• _EXERCISE GOAL_
Every line below is to be quoted exactly, with nothing added or dropped.
***** MATERIAL FOR THIS TASK *****
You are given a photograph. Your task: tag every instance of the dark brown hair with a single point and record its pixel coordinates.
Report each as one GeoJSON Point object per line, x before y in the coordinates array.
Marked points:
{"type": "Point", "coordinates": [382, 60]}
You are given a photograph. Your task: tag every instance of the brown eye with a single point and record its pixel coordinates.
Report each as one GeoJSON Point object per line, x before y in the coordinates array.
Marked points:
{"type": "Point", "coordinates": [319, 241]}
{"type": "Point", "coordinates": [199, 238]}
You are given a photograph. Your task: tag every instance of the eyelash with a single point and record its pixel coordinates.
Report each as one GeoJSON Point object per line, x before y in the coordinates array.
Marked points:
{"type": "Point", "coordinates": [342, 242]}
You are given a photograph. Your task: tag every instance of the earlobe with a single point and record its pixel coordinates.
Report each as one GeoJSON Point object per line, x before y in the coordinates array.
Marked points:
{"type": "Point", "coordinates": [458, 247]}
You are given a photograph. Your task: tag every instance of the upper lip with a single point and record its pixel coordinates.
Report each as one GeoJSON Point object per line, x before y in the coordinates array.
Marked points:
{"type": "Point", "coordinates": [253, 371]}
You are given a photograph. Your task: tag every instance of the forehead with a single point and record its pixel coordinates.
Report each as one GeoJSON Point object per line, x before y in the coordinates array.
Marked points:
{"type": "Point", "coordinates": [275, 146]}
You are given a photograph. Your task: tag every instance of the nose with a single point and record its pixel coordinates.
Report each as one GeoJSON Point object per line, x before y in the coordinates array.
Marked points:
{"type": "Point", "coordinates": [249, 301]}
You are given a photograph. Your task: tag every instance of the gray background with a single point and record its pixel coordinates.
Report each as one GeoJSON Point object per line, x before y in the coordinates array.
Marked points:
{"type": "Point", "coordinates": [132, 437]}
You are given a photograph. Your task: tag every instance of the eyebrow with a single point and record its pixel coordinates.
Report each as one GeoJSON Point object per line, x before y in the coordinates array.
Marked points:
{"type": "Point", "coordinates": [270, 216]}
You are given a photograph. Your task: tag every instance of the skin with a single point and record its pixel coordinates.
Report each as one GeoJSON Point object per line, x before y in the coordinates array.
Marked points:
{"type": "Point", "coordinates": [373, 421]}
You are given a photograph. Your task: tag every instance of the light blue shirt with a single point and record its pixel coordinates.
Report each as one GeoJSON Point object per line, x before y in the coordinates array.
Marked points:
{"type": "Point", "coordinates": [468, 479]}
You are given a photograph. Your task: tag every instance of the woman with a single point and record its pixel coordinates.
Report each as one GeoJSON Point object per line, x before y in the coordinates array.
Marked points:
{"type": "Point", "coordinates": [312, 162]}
*****
• _EXERCISE RESPONSE_
You are given a photograph. Your task: tag every instance of the dark brown hair with a single point and record its pixel coordinates.
Report each as one GeoJSON Point object per line, x before y in the coordinates array.
Marked points:
{"type": "Point", "coordinates": [382, 60]}
You are given a photograph. Your task: tag every instance of the brown eye with a single point and record its pixel coordinates.
Report each as one GeoJSON Point object per line, x before y in the coordinates array.
Marked points:
{"type": "Point", "coordinates": [319, 241]}
{"type": "Point", "coordinates": [199, 238]}
You are given a photograph. Your task: tag every instance of the eyelash with a single point and record its pixel coordinates.
Report each as one GeoJSON Point object per line, x before y in the coordinates array.
Marked points:
{"type": "Point", "coordinates": [342, 242]}
You are given a photograph. Your task: tag every instance of the earlobe with a single point and record its pixel coordinates.
Report each as one GeoJSON Point object per line, x before y in the coordinates array.
Marked points:
{"type": "Point", "coordinates": [458, 247]}
You are given a photograph. Your task: tag every instance of the upper lip with a single point and record its pixel coordinates.
Report each as one GeoJSON Point object per line, x before y in the coordinates array.
Marked points:
{"type": "Point", "coordinates": [253, 371]}
You are given a photograph. Your task: tag every instance of the forehead with a single point and record its pixel coordinates.
Report each as one GeoJSON Point object per line, x before y in the coordinates array.
Marked points:
{"type": "Point", "coordinates": [275, 146]}
You are given a photograph. Your task: tag every instance of the nose with a single point and record its pixel coordinates.
Report each as one GeoJSON Point object per line, x before y in the coordinates array.
Marked points:
{"type": "Point", "coordinates": [249, 301]}
You are given a photograph. Your task: tag every instance of the gray background with a single point and record its pixel coordinates.
Report each as one GeoJSON Point object per line, x before y in the coordinates array.
Marked points:
{"type": "Point", "coordinates": [132, 437]}
You are given a photograph. Your task: tag every instance of the eyebrow with a single point and record its pixel coordinates.
Report each as one GeoJSON Point object per line, x before y in the coordinates array.
Marked points:
{"type": "Point", "coordinates": [270, 216]}
You are given a photograph. Your task: tag every instance of the skin with a single point and record its pixel coordinates.
Report each as one GeoJSON Point object per line, x before y in the coordinates array.
Marked points:
{"type": "Point", "coordinates": [373, 421]}
You are given a photograph. Your task: tag every instance of the light blue shirt with a single point and record its pixel coordinates.
Report each as one GeoJSON Point object per line, x before y in the coordinates array.
Marked points:
{"type": "Point", "coordinates": [468, 479]}
You are given a photograph. Your task: tag every instance of the woman with a single point and record its pixel coordinates.
Report each as one GeoJSON Point object per line, x before y in the coordinates array.
Marked points:
{"type": "Point", "coordinates": [312, 162]}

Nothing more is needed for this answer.